= Beginning of Section =

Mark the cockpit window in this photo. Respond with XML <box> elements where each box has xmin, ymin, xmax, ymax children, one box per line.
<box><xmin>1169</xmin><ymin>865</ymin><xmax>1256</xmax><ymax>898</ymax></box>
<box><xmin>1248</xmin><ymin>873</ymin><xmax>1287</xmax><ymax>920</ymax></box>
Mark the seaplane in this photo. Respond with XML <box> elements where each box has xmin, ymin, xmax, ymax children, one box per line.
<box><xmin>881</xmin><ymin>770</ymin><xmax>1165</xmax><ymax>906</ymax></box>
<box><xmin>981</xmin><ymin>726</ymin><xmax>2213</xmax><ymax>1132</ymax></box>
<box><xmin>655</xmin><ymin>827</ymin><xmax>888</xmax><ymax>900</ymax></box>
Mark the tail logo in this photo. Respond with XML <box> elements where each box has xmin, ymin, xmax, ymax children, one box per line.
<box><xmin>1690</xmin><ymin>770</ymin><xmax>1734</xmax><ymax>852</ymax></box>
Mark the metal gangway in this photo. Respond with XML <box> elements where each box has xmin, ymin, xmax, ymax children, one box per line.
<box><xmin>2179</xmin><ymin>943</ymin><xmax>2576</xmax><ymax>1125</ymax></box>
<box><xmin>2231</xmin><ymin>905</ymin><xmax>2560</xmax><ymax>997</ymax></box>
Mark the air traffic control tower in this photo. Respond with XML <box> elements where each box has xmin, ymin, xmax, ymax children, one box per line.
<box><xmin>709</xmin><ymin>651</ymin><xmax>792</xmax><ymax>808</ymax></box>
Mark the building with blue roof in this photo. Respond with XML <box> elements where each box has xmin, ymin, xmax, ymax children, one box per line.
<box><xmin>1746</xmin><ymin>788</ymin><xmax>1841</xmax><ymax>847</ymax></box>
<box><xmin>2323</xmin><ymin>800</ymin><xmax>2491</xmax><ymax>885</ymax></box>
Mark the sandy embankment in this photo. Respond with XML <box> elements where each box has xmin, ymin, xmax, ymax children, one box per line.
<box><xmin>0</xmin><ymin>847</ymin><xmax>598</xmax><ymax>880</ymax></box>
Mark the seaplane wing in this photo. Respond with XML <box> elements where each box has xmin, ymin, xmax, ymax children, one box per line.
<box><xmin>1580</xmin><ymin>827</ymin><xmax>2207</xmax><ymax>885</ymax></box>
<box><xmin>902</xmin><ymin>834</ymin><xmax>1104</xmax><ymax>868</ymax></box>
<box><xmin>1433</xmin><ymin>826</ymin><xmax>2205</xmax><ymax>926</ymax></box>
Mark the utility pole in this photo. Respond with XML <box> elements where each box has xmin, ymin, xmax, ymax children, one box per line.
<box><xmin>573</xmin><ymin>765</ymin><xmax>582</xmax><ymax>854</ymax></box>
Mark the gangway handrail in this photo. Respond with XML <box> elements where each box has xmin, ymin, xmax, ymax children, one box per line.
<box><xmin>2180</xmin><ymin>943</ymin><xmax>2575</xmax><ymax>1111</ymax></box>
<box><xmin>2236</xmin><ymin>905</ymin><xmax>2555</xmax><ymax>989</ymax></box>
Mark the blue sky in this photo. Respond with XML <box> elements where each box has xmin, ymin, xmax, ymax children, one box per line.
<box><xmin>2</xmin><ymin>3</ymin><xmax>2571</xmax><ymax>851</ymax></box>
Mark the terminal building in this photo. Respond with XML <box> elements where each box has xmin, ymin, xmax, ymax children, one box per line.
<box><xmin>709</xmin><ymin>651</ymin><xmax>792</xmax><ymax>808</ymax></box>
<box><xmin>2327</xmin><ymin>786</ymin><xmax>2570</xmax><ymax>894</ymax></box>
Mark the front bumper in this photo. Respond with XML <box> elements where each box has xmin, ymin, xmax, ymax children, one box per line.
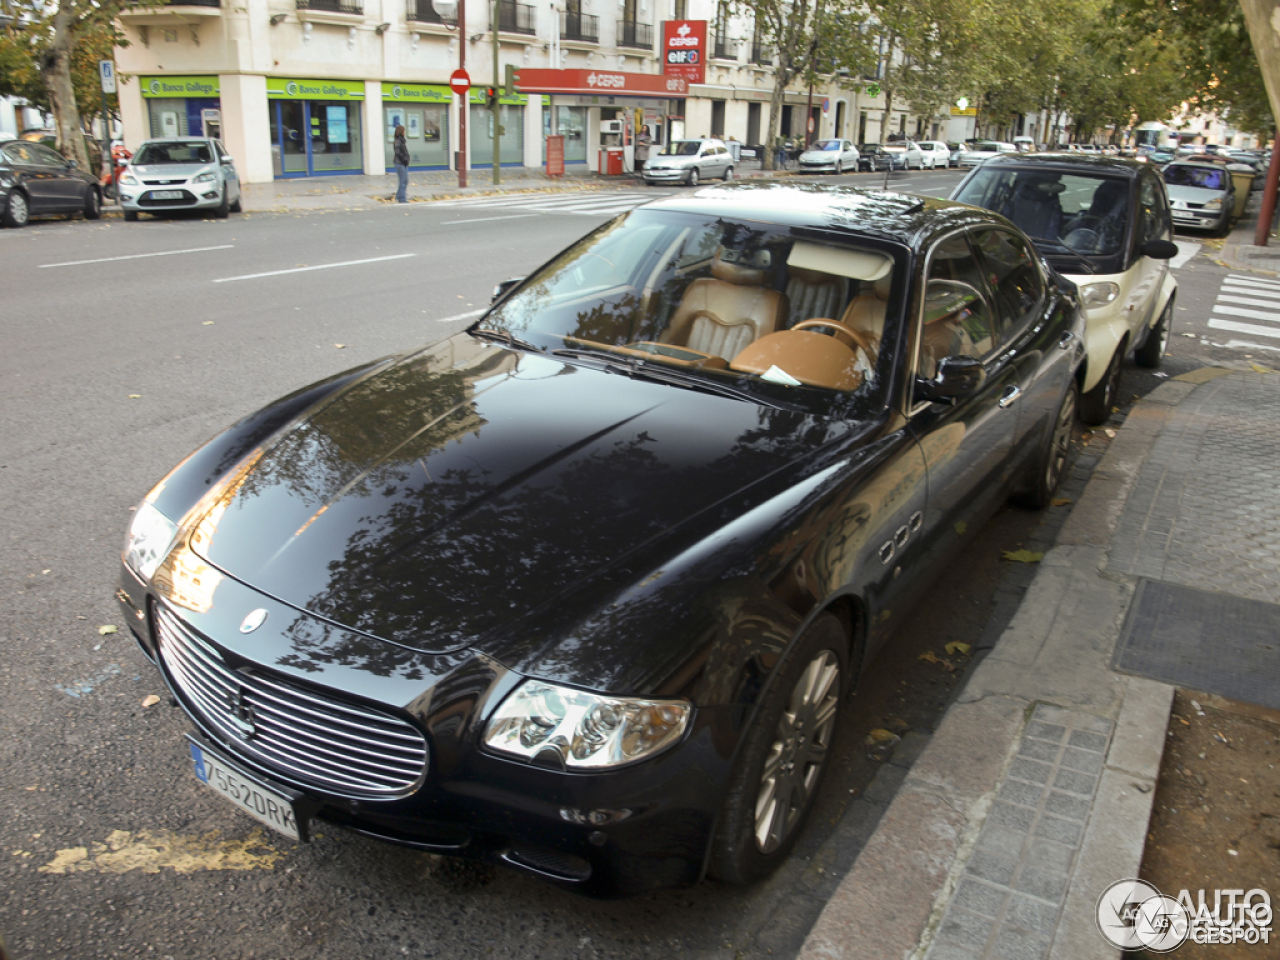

= End of Section =

**Assignment**. Pictures are to be left out; the rest of the listing should be printed exactly.

**Response below**.
Mark the cockpit window in this photo. Respond with XML <box> elements where each box has xmin, ymin, xmax, ymax children, one box per line.
<box><xmin>1169</xmin><ymin>865</ymin><xmax>1256</xmax><ymax>898</ymax></box>
<box><xmin>1248</xmin><ymin>873</ymin><xmax>1287</xmax><ymax>920</ymax></box>
Mark the seaplane in this photo. Respond with XML <box> elements where each box has xmin, ymin, xmax, ymax children, one box per line.
<box><xmin>881</xmin><ymin>770</ymin><xmax>1165</xmax><ymax>906</ymax></box>
<box><xmin>981</xmin><ymin>726</ymin><xmax>2213</xmax><ymax>1132</ymax></box>
<box><xmin>655</xmin><ymin>827</ymin><xmax>888</xmax><ymax>900</ymax></box>
Mark the tail logo in this photo. Respond with XML <box> elements where each box has xmin, ymin, xmax, ymax children, one box per line.
<box><xmin>1690</xmin><ymin>770</ymin><xmax>1734</xmax><ymax>852</ymax></box>
Mark the metal gangway in this photo. Respond with XML <box> elements where each box has xmin, ymin, xmax, ymax children, one box per line.
<box><xmin>2179</xmin><ymin>943</ymin><xmax>2576</xmax><ymax>1125</ymax></box>
<box><xmin>2231</xmin><ymin>905</ymin><xmax>2560</xmax><ymax>997</ymax></box>
Mark the air traffic control tower in this photo. Respond with XML <box> elements where each box has xmin, ymin, xmax, ymax children, one box per line.
<box><xmin>709</xmin><ymin>651</ymin><xmax>792</xmax><ymax>808</ymax></box>
Mark the building with blue roof in this photo. Respond with XML <box> elements where each box has xmin, ymin, xmax, ymax children, one box per line.
<box><xmin>1746</xmin><ymin>788</ymin><xmax>1841</xmax><ymax>847</ymax></box>
<box><xmin>2323</xmin><ymin>800</ymin><xmax>2491</xmax><ymax>885</ymax></box>
Mark the sandy embankment in this photo. Respond with XML <box> elements where each box has xmin, ymin, xmax, ymax children, one box per line.
<box><xmin>0</xmin><ymin>847</ymin><xmax>598</xmax><ymax>880</ymax></box>
Mark the seaplane wing in this photo. Respond with XML <box> elements where each box has xmin, ymin, xmax, ymax children, one box per line.
<box><xmin>1580</xmin><ymin>827</ymin><xmax>2207</xmax><ymax>885</ymax></box>
<box><xmin>902</xmin><ymin>834</ymin><xmax>1104</xmax><ymax>868</ymax></box>
<box><xmin>1433</xmin><ymin>826</ymin><xmax>2205</xmax><ymax>926</ymax></box>
Mark the utility pole in this photo. Respond with XML <box> elements where each box has xmin, ymin, xmax, ymax children, one box per line.
<box><xmin>573</xmin><ymin>765</ymin><xmax>582</xmax><ymax>854</ymax></box>
Mark the gangway handrail in this photo. Respond with XML <box> elements where each box has xmin, ymin, xmax, ymax children, one box per line.
<box><xmin>2180</xmin><ymin>943</ymin><xmax>2575</xmax><ymax>1111</ymax></box>
<box><xmin>2236</xmin><ymin>905</ymin><xmax>2555</xmax><ymax>989</ymax></box>
Mark the blue sky in this photo. Respond with XML <box> elements where each box has xmin, ymin, xmax, ymax children, one box per line.
<box><xmin>2</xmin><ymin>3</ymin><xmax>2571</xmax><ymax>851</ymax></box>
Mark the terminal building in this photo. Respond with XML <box> elements where each box has xmin, ymin, xmax, ymax children, one box per line.
<box><xmin>709</xmin><ymin>651</ymin><xmax>792</xmax><ymax>808</ymax></box>
<box><xmin>2327</xmin><ymin>786</ymin><xmax>2570</xmax><ymax>894</ymax></box>
Mark the front bumper in this photo. Respond with XML <box> elements where each box has xmin, ymin, xmax, ymax children, one box per line.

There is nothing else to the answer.